[start]
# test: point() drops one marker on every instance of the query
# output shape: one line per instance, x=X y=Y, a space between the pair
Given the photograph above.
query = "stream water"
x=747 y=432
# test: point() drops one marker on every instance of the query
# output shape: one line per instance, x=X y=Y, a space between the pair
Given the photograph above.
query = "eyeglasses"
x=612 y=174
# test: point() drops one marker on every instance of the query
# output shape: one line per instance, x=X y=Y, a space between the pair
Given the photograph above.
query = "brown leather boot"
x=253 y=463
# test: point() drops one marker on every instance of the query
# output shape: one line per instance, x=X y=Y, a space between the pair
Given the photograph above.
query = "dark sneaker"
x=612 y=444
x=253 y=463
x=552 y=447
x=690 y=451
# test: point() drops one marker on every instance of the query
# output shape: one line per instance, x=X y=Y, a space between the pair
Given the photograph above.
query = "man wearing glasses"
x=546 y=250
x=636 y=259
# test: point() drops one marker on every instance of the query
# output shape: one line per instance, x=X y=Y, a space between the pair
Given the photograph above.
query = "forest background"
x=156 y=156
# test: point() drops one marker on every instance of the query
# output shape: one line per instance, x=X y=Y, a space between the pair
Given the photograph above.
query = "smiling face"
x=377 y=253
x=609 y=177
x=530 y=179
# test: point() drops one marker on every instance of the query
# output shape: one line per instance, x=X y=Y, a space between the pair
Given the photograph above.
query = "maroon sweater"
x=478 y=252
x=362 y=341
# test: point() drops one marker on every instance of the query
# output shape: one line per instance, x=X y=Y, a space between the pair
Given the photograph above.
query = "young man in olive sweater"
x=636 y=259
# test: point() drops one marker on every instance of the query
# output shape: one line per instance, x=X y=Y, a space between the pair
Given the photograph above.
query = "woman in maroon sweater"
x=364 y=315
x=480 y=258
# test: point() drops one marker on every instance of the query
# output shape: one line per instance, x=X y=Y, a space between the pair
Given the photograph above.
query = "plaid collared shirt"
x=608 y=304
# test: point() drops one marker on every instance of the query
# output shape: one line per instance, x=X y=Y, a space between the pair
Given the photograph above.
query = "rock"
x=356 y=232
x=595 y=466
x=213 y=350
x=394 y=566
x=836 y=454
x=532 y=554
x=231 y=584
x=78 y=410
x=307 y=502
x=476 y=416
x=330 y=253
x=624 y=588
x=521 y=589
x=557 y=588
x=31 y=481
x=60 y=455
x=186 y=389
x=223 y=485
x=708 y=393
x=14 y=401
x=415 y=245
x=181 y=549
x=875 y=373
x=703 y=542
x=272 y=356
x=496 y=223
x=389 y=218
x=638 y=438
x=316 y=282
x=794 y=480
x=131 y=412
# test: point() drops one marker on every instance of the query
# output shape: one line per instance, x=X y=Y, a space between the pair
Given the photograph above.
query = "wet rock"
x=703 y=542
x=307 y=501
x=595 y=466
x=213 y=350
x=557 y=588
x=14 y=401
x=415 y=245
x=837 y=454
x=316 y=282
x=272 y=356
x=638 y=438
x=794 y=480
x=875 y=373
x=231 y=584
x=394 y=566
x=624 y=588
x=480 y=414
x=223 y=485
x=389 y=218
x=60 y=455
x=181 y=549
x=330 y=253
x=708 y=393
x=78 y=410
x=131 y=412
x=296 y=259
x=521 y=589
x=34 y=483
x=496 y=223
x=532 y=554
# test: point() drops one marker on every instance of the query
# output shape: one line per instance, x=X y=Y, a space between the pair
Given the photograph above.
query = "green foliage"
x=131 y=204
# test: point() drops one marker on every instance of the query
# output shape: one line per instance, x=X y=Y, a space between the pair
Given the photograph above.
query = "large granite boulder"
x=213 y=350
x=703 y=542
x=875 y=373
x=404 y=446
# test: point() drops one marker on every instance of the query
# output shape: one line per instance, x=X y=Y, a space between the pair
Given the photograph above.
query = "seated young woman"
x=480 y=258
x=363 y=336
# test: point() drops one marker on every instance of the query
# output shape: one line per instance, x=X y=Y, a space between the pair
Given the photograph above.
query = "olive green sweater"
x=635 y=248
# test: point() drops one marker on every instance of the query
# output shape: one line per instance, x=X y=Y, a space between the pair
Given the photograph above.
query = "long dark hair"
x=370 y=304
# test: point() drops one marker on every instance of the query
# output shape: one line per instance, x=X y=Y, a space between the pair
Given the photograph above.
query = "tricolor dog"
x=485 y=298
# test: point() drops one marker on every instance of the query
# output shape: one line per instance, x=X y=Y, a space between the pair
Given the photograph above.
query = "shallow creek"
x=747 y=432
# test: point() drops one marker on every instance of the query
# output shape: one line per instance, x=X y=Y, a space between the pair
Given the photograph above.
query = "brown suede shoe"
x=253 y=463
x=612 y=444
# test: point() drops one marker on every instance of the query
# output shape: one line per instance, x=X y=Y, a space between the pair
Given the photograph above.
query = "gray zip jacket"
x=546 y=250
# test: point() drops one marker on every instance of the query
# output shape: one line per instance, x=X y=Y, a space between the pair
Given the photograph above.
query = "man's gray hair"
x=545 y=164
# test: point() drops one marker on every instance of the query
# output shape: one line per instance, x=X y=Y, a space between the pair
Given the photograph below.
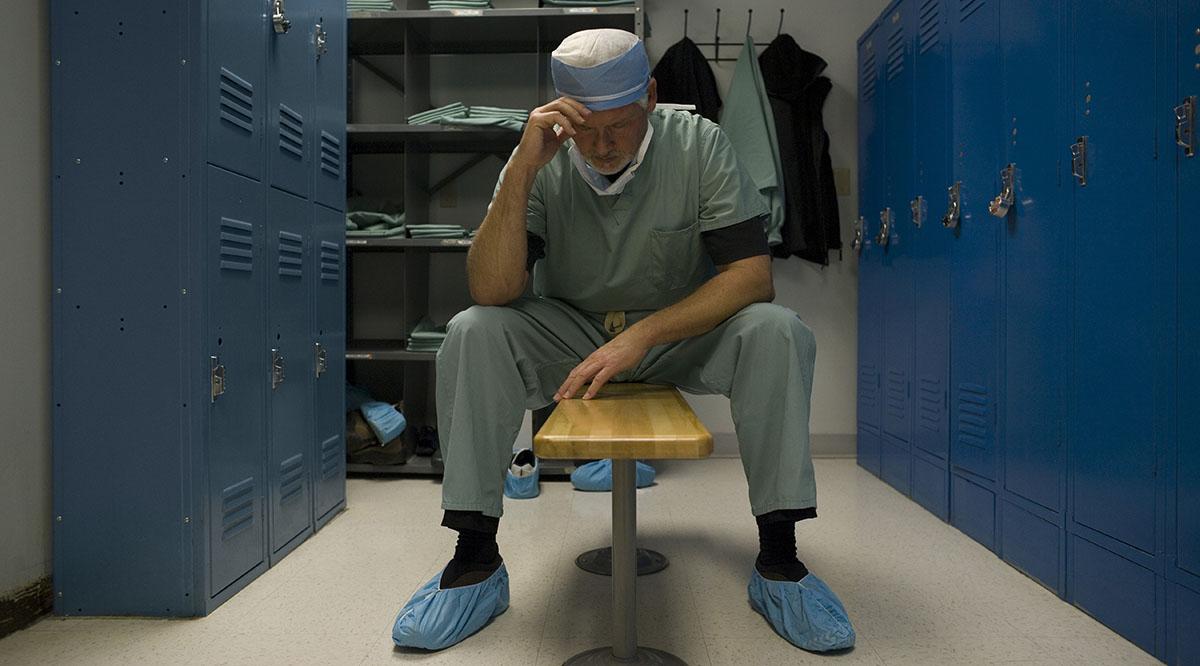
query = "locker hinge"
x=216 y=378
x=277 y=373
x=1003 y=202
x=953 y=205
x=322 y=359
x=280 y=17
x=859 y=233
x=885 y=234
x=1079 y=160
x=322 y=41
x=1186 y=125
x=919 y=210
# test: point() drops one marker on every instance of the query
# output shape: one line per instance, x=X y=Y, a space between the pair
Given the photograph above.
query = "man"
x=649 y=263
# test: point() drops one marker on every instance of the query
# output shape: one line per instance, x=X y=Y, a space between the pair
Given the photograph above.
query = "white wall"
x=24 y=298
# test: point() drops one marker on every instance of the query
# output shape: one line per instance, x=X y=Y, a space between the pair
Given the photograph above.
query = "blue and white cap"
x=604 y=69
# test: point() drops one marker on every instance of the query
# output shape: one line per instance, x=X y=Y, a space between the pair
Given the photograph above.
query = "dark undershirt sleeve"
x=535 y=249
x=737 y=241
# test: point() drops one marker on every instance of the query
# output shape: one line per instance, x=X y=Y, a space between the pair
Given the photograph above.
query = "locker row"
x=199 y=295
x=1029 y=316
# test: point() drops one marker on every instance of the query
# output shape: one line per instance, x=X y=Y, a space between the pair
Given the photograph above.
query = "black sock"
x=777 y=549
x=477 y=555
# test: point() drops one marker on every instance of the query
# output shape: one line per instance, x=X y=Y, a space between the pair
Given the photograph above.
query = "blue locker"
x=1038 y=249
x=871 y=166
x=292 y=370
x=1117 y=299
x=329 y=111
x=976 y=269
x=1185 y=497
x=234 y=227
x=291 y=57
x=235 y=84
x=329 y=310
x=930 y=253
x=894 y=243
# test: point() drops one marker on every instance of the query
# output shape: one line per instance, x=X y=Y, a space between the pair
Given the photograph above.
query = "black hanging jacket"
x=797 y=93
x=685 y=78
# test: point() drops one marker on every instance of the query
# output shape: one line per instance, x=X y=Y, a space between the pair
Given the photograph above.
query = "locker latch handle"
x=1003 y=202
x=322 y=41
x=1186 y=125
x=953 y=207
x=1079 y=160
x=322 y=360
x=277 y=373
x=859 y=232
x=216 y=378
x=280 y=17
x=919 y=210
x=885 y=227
[end]
Reproduce all of the material above, swapping each "photograph" for "image" and changing nothing else. Leave the pictures out.

# test: point() drops one marker on every instance of the query
# output shape: one line per instance, x=X y=Y, a space between the pair
Given the image above.
query = "stream water"
x=747 y=432
# test: point() drops one marker on every instance of the query
# output shape: one line per instance, x=X y=Y, a space between the pair
Given the image above.
query = "eyeglasses"
x=612 y=174
# test: point() drops one marker on every instance of the query
# output shape: one line per instance, x=X y=Y, a space between the pair
Given the image above.
query = "brown leather boot"
x=253 y=463
# test: point() drops one marker on every instance of the query
# output shape: one line per instance, x=X y=Y, a space between the pair
Given the image above.
query = "dark sneaker"
x=612 y=444
x=253 y=463
x=552 y=447
x=690 y=451
# test: point() drops one marker on every instance of the query
# output shape: one line per instance, x=X y=Y, a space between the pair
Given the image above.
query = "man wearing glasses"
x=546 y=250
x=636 y=259
# test: point() drops one marker on every instance of the query
# output shape: one line per instance, x=X y=Y, a space between the pair
Given the image above.
query = "forest background"
x=156 y=156
# test: point() drops one marker on every instance of the query
# output shape: one line per instance, x=X y=Y, a space between the pair
Given the image above.
query = "smiling face"
x=377 y=253
x=609 y=177
x=530 y=179
# test: point() drops one marker on every instance of the query
# output shape: one line per instance, x=X y=Y, a space between the pair
Given the image above.
query = "maroon sweater"
x=478 y=252
x=362 y=341
# test: point() drops one marker on every instance of the query
# output shape: one line per instance, x=X y=Y, a space between the pair
Given the image above.
query = "young man in olive sweater"
x=636 y=259
# test: point() drops one marker on every instance of the query
# output shape: one line per instance, x=X y=Y, a space between the pair
Given the image above.
query = "woman in maroon sweater"
x=364 y=315
x=480 y=258
# test: point() drops one marker on every instance of the query
# output shape: one line per instance, x=X y=Y, a space between the pair
Given the image above.
query = "plaid collared shirt"
x=608 y=304
# test: point() drops one marker on every instance of the query
# output shape: one line per instance, x=X y=Y, a space between the pair
Given the image above.
query = "rock"
x=356 y=232
x=595 y=466
x=213 y=350
x=394 y=566
x=836 y=454
x=532 y=554
x=231 y=584
x=78 y=410
x=307 y=502
x=476 y=416
x=330 y=253
x=624 y=588
x=521 y=589
x=557 y=588
x=31 y=481
x=60 y=455
x=186 y=389
x=223 y=485
x=708 y=393
x=14 y=401
x=415 y=245
x=181 y=549
x=875 y=373
x=703 y=542
x=272 y=356
x=496 y=223
x=389 y=218
x=638 y=438
x=316 y=282
x=794 y=480
x=131 y=412
# test: point() drops one marker on every instance of the query
# output shape: one line per instance, x=X y=Y, a space between the pair
Given the image above.
query = "wet rock"
x=703 y=542
x=307 y=501
x=595 y=466
x=213 y=350
x=557 y=588
x=14 y=401
x=415 y=245
x=837 y=454
x=316 y=282
x=272 y=356
x=638 y=438
x=794 y=480
x=875 y=373
x=231 y=584
x=394 y=566
x=624 y=588
x=480 y=414
x=223 y=485
x=389 y=218
x=60 y=455
x=181 y=549
x=330 y=253
x=708 y=393
x=78 y=410
x=131 y=412
x=296 y=259
x=521 y=589
x=34 y=483
x=496 y=223
x=532 y=554
# test: point() drops one marker on every instance of the query
# output shape: one line per instance, x=X y=Y, a space between the pair
Given the image above.
query = "green foliage"
x=131 y=204
# test: point() drops one marker on every instance of the query
# output shape: one line per instance, x=X y=Y, a space between the pair
Given the image above.
query = "large granite boulder"
x=213 y=350
x=703 y=542
x=875 y=373
x=404 y=446
# test: point() drops one marker on every instance of the query
# output shape: one line per instance, x=X y=Y, a space between the pair
Given the image above.
query = "seated young woman"
x=480 y=258
x=363 y=336
# test: point() drops one marker on every instance of the query
# output shape: one line per instance, x=X y=Y, a space between the pair
Given the image above.
query = "olive green sweater"
x=635 y=248
# test: point() drops one marker on every instance of the query
# output shape: one line per instance, x=X y=Y, a space between the pair
Given the image above.
query = "long dark hair"
x=370 y=304
# test: point() drops one marker on every instance of the query
# output shape: one line per instance, x=X y=Y, a space between the pair
Given the image above.
query = "tricolor dog"
x=485 y=298
# test: point() drops one marker on every instance of the query
# output shape: one line per instance, x=X y=Y, a space between the pair
Given the image above.
query = "shallow creek"
x=747 y=432
# test: point() drops one marker on every instance of the query
# output shape: one line per instance, x=X y=Y, a space between the pair
Given the image above.
query = "brown suede shoe"
x=253 y=463
x=612 y=444
# test: point() drops one marker on every instance of the query
# output shape: one line per instance, x=X y=Y, a space between the pair
Given the image above.
query = "gray zip jacket"
x=546 y=250
# test: point() drops one marker on every instance of the query
# output shape: one line per instance, x=X y=Y, a space between the pair
Given the image above.
query = "man's gray hair"
x=545 y=164
# test: point() drops one marker on every instance of the query
# output shape: one line per instance, x=X y=Y, a space between the pair
Given the image below.
query = "locker hinge"
x=216 y=378
x=277 y=373
x=1003 y=202
x=953 y=205
x=322 y=359
x=280 y=17
x=859 y=233
x=885 y=234
x=1079 y=160
x=322 y=41
x=1186 y=125
x=919 y=210
# test: point() drops one marker on every instance of the query
# output shape: one line per instance, x=X y=Y, a space between the pair
Given the image above.
query = "man"
x=649 y=263
# test: point() drops one marker on every instance of the query
# output shape: one line per instance, x=X y=Y, a space between the pair
Given the image above.
query = "white wall"
x=24 y=298
# test: point() drops one marker on every instance of the query
# output shape: one line per instance, x=X y=Y, a space between the pair
Given the image above.
query = "blue and white cap"
x=604 y=69
# test: point() drops one marker on every instance of the query
# output shape: one line per instance, x=X y=Y, a space between the pair
Given the image above.
query = "dark undershirt sleeve"
x=535 y=249
x=737 y=241
# test: point() drops one marker on every instance of the query
# output shape: one line per instance, x=X y=Y, a space between the pair
Given the image above.
query = "locker row"
x=199 y=295
x=1029 y=316
# test: point() drops one marker on every instance of the query
# output shape: one line per instance, x=X y=Y, a space between the pair
Given the image above.
query = "black sock"
x=777 y=549
x=477 y=555
# test: point() drops one marker on every instance of the query
# output shape: one line per instance, x=X y=Y, a space between the pair
Given the image above.
query = "blue locker"
x=1038 y=249
x=871 y=166
x=292 y=370
x=1117 y=299
x=329 y=111
x=976 y=269
x=1185 y=497
x=234 y=227
x=291 y=57
x=235 y=84
x=329 y=310
x=930 y=253
x=894 y=243
# test: point() drops one marker on every instance of the query
# output shape: one line per instance, x=X y=Y, a space between the pair
Given the image above.
query = "black hanging jacket"
x=797 y=93
x=685 y=78
# test: point() drops one marker on every instance of the query
# output shape: one line per instance, x=X y=Y, a space between the pair
Given the image above.
query = "locker latch handle"
x=1003 y=202
x=322 y=41
x=1186 y=125
x=953 y=207
x=1079 y=160
x=322 y=360
x=277 y=373
x=859 y=232
x=216 y=378
x=280 y=17
x=919 y=210
x=885 y=227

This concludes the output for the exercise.